____ Texto de la página

No lloramos por un montón de piedras pulidas y de
cristales coloreados. Lloramos perder un símbolo que nos salva de nuestra
impermanencia, y que nos une en reconocer lo que compartimos.
La esperanza se encarna en el arte y permanece y nos
trasciende. El monumento que toca el cielo; la escultura que plasma el dolor y
el anhelo en piedra fría; el poema que mueve una lágrima de quien lo escucha
hacer eco en los siglos. El arte que se forma y se agranda de corazones y de historia
que le dan pátina, que nos dice que hay forma de ser inmortales, que existe pureza:
la belleza. Dice Carlos Toro M. que “la belleza es tan alta… que es un lujo
sentirla y un delito matarla.”

________

Requisito 1:
Muestra todas las líneas de las filas que contengan la palabra "line", distinguiendo entre mayúsculas y minúsculas.

____ Filas por procesar

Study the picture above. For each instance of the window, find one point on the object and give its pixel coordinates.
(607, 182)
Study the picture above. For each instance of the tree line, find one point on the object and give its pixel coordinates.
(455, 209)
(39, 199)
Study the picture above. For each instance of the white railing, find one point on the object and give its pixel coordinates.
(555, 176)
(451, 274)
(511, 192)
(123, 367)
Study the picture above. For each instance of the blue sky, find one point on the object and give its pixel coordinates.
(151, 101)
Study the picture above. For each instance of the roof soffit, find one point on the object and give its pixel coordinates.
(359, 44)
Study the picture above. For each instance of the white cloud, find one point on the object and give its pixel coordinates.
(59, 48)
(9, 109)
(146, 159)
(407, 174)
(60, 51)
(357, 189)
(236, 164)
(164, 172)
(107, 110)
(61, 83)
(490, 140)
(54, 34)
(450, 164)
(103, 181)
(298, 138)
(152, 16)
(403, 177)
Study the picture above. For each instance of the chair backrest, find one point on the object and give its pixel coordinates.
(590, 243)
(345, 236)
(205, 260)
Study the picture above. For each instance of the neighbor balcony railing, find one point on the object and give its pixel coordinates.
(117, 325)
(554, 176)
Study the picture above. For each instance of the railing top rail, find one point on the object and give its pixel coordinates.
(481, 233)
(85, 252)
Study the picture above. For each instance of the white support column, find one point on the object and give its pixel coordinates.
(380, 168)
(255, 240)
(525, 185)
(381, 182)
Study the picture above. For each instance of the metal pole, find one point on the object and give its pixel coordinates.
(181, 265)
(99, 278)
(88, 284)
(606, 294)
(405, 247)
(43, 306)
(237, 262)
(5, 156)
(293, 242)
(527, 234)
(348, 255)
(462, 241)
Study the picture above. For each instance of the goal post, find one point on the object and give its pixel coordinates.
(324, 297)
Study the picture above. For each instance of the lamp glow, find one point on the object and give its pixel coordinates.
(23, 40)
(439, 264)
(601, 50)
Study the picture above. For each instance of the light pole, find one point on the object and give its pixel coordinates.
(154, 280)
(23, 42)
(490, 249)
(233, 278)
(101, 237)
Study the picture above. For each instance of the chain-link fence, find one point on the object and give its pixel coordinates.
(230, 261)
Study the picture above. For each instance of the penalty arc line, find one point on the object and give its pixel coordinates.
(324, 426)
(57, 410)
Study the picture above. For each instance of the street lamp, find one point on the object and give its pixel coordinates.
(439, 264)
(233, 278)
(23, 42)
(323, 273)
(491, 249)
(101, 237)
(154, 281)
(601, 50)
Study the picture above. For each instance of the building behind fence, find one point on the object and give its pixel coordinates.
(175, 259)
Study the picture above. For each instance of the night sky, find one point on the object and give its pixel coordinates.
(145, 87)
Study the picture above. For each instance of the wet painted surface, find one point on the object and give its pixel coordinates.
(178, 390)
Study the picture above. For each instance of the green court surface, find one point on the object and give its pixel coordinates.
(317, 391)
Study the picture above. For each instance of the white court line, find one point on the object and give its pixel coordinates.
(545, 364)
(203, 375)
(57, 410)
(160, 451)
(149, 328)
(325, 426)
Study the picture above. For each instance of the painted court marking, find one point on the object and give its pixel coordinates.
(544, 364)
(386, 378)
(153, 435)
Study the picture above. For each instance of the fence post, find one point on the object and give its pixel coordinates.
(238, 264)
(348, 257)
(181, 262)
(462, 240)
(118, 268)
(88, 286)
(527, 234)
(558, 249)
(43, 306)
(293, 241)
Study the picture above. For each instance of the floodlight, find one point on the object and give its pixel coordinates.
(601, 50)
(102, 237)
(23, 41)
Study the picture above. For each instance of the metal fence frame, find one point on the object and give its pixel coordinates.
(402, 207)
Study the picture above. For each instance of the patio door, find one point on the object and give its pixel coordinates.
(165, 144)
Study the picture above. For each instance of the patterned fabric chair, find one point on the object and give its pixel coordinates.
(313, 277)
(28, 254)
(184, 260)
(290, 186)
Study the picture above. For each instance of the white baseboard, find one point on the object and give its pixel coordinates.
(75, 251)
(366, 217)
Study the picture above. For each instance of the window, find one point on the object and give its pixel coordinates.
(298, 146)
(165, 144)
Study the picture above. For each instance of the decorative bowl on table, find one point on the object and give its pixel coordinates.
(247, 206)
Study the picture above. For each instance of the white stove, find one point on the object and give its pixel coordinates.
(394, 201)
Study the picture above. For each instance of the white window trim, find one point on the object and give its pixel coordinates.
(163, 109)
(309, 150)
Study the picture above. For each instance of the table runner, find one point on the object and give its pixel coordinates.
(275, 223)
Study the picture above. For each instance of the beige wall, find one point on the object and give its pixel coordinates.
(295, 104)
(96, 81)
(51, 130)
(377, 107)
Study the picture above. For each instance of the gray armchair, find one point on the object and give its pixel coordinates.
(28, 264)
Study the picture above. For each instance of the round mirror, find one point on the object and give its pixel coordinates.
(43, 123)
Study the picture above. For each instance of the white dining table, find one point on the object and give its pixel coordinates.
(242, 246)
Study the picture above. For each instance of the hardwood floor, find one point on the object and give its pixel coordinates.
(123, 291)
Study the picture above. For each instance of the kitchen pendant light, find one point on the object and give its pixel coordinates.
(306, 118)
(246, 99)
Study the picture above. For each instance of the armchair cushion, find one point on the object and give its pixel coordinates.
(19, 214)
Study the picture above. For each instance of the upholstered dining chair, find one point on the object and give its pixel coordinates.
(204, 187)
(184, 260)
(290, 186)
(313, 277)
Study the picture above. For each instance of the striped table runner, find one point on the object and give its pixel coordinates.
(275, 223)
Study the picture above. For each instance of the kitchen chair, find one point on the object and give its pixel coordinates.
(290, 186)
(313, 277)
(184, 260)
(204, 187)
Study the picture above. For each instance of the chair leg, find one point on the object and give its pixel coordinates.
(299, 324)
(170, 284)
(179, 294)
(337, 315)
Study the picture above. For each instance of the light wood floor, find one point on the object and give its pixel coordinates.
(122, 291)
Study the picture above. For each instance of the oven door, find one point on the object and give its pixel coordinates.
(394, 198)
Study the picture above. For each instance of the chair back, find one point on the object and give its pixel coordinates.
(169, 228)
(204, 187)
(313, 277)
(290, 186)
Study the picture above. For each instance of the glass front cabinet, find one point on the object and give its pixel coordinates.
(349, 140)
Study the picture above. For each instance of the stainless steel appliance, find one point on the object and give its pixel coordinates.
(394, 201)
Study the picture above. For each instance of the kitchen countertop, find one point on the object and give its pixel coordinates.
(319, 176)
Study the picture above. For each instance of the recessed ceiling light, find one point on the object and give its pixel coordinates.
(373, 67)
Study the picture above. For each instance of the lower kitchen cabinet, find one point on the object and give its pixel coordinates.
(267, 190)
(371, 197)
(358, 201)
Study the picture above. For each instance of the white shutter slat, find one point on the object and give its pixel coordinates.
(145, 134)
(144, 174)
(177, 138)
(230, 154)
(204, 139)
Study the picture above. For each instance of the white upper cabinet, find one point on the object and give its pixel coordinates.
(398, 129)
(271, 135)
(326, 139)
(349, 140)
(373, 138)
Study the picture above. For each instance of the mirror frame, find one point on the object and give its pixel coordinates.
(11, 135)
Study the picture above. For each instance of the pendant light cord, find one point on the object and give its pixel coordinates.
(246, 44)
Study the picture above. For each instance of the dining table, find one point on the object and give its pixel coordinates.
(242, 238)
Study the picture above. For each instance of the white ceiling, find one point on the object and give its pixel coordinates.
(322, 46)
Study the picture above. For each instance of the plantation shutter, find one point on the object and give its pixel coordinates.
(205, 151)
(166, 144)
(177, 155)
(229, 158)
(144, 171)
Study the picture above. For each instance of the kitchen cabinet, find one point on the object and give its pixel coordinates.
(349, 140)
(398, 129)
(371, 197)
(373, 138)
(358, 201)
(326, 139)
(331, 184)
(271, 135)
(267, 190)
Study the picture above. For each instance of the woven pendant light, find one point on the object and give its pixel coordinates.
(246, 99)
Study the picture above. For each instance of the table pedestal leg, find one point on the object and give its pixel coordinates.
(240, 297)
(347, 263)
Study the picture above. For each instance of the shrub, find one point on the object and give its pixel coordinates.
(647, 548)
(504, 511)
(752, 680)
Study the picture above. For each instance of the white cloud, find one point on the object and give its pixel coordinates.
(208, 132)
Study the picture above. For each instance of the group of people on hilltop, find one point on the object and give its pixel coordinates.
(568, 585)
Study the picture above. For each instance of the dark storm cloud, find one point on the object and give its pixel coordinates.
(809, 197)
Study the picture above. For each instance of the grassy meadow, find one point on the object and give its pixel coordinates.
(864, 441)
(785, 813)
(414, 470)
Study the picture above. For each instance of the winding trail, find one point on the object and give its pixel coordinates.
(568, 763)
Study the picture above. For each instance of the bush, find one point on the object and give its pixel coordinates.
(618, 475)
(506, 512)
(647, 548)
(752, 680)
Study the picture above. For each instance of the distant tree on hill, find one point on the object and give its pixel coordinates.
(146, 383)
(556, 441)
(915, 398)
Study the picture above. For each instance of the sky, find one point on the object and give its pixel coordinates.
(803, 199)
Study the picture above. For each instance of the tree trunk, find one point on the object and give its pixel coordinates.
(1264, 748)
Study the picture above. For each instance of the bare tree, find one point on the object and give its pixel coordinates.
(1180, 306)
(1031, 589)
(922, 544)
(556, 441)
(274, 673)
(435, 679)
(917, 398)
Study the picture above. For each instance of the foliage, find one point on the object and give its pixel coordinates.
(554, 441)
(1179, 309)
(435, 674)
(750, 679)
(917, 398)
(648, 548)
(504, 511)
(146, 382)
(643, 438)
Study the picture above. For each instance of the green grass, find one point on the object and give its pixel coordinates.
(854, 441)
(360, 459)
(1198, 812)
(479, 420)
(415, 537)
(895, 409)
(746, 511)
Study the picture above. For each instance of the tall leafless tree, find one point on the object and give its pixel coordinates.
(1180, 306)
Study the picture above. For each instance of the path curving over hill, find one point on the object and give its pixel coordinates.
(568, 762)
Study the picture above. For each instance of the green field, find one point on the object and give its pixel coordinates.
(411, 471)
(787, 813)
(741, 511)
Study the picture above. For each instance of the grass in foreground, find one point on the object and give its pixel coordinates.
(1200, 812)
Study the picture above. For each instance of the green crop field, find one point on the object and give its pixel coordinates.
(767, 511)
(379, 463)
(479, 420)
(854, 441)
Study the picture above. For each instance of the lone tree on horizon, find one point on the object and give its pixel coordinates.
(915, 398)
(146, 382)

________

Requisito 2:
Indica qué considera un delito Carlos Toro M., según el texto sobre el arte y la belleza.

Resultado 1:
Study the picture above. For each instance of the tree line, find one point on the object and give its pixel coordinates.
Study the picture above. For each instance of the penalty arc line, find one point on the object and give its pixel coordinates.
Study the picture above. For each instance of the white court line, find one point on the object and give its pixel coordinates.

Resultado 2:
Matar la belleza.